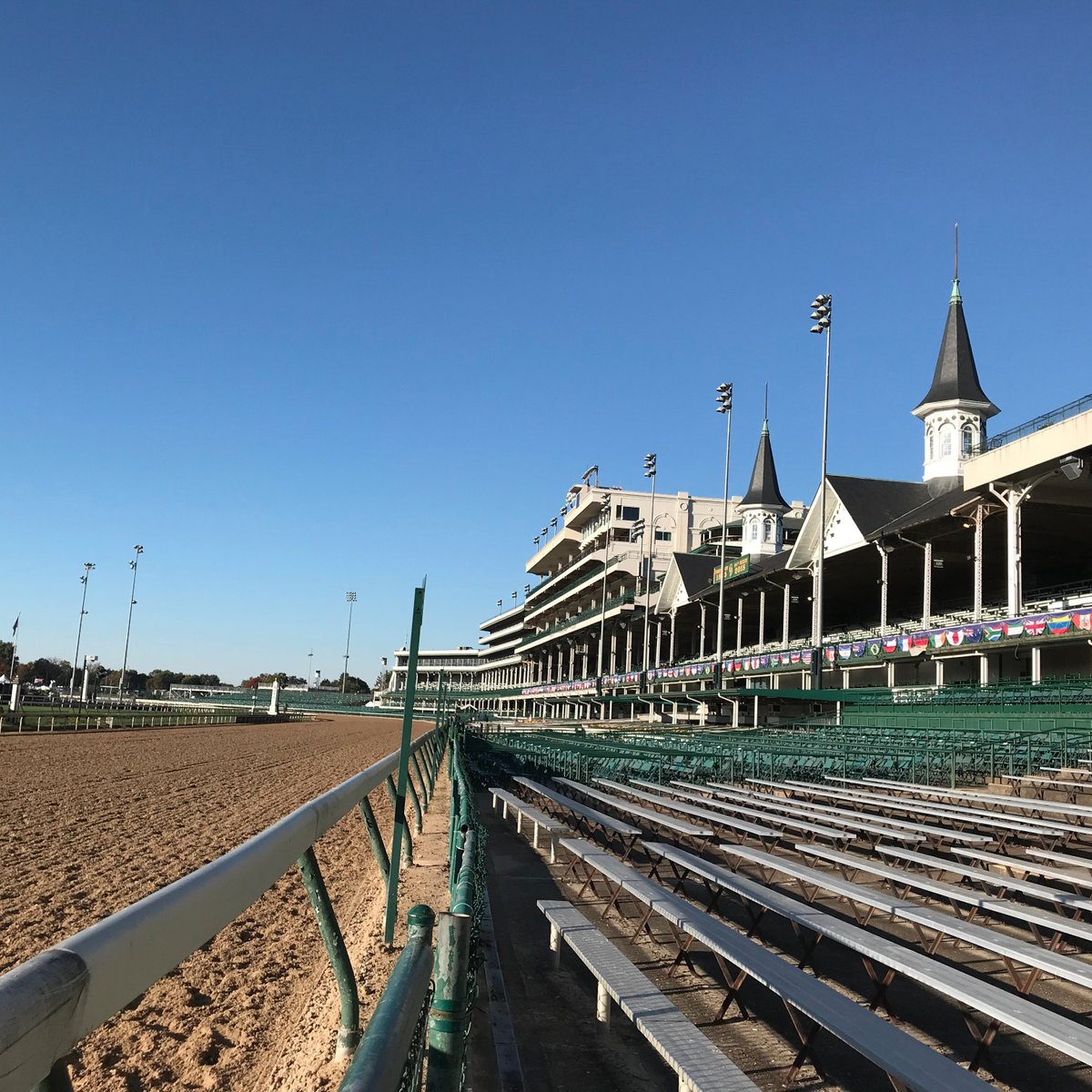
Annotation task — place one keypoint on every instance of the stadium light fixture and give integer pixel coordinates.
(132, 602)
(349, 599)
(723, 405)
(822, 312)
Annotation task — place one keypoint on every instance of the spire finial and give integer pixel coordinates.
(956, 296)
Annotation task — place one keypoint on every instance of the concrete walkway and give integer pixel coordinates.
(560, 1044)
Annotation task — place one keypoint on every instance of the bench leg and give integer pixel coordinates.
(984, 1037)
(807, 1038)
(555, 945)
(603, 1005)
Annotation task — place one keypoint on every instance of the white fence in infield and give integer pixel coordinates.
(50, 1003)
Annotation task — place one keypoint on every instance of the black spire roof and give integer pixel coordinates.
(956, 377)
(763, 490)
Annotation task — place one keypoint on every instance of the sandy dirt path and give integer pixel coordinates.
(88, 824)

^^^^^^^^

* _WHAT THE EXERCISE ASKS_
Your answer should hold exactly the lines from the one containing "leg and give integer pixel coordinates." through the end of the entries above, and nothing else.

* _EXERCISE ANSWER_
Annotation task — place one keypoint on every instance of the bench leg and give integer pixel coordinates.
(984, 1037)
(807, 1038)
(555, 945)
(603, 1005)
Annotation task — place one keypoint on every instance of the white fence in infield and give integer pixel coordinates.
(50, 1003)
Annotation task — place one keypoint on every instance of the black spire roof and give integer pixel coordinates.
(956, 377)
(763, 490)
Annotation task — place one keypoint on every instance of the sandy dirt path and give integer pixel coordinates.
(88, 824)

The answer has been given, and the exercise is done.